__Text extract__.

** START **

The following file formats are currently available:

.. py:data:: LineFormat

   The read function returns a list of the lines of the file.
   Carriage return and newline are stripped from each line.

.. py:data:: TabularFormat

   Each line of the file represents a record, with fields separated by
   tab.  The read function returns a list of records, where a record
   is a list of strings.

.. py:data:: KVIFormat

   The `read_kvi()` and `write_kvi()` functions are used.

.. py:data:: JsonFormat

   Reads and writes JSON format.

.. py:data:: BlockFormat

   Uses ``read_record_blocks()`` and ``write_record_blocks()``.


General
^^^^^^^

There is a series of paired "load" and "save" functions for
different kinds of contents.  They build on unicode input and output
streams, and inherit the same conventions regarding their filename
arguments.

Where it makes sense, there is also an "iter" function corresponding
to each "load" function.  The "iter" function returns a
generator, and the "load" function returns a list.  However, there is no
"iter" function corresponding to ``load_string()`` or ``load_dict()``.

** END **

__Task description__. Write out the part of the file formats text from "Each line of" to "writes JSON format.". The records after this text are separate material.

__Listing__.
** START **

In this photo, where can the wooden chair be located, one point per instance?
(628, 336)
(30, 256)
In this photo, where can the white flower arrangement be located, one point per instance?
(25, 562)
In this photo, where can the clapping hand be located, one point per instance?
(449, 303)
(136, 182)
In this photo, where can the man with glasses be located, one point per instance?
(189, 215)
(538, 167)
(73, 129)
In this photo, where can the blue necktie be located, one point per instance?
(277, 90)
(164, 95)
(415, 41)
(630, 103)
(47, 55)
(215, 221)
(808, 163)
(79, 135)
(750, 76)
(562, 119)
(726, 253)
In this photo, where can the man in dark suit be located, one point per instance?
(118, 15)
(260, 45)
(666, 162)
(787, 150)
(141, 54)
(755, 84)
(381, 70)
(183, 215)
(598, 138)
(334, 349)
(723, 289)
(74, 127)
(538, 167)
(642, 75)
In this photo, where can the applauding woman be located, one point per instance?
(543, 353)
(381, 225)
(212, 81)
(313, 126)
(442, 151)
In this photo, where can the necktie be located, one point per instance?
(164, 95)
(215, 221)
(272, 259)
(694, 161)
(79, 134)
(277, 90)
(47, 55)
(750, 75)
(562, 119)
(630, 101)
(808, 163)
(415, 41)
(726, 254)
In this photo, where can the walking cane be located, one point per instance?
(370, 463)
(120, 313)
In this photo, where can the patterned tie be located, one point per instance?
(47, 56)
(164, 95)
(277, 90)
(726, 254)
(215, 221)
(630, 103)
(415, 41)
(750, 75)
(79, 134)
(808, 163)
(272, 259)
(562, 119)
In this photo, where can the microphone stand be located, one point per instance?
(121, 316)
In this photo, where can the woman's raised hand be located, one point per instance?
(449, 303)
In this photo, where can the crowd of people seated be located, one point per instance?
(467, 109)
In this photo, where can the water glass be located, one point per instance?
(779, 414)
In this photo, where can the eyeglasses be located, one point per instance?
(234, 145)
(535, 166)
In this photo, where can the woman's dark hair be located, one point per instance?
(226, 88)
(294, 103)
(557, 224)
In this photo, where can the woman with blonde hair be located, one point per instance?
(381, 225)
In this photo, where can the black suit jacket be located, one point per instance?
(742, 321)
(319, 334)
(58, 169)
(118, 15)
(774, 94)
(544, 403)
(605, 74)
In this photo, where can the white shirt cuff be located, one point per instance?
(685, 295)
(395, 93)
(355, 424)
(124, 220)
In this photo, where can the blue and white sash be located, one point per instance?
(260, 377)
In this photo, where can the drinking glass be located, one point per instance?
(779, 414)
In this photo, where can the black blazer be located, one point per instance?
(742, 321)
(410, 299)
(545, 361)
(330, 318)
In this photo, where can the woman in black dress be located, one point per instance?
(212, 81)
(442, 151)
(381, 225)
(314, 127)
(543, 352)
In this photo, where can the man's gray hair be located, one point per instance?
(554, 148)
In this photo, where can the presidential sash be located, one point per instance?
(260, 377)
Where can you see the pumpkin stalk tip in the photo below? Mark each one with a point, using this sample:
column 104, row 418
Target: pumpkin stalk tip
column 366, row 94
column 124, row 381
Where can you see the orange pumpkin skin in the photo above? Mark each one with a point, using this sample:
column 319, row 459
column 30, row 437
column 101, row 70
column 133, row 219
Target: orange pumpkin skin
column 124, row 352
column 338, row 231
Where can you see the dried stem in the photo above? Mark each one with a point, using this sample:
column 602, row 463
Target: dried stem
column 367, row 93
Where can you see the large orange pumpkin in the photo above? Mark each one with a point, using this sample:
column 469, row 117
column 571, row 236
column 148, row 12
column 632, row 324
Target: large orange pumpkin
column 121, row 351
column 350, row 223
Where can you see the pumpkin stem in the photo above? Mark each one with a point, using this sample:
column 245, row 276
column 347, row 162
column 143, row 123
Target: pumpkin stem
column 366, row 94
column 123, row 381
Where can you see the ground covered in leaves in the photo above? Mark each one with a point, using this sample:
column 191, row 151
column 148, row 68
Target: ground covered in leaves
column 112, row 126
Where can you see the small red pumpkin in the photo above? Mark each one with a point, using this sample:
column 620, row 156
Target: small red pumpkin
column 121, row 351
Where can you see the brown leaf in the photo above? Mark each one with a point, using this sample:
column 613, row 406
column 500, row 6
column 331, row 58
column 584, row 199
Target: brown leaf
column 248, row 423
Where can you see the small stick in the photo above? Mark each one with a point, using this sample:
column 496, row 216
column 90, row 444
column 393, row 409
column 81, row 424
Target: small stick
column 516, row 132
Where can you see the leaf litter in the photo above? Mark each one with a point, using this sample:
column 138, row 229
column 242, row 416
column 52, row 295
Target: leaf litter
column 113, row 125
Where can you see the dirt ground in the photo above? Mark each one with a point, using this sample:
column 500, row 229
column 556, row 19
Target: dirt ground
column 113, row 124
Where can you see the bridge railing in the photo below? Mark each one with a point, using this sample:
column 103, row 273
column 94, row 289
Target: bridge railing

** END **

__Reply__.
Each line of the file represents a record, with fields separated by
   tab.  The read function returns a list of records, where a record
   is a list of strings.

.. py:data:: KVIFormat

   The `read_kvi()` and `write_kvi()` functions are used.

.. py:data:: JsonFormat

   Reads and writes JSON format.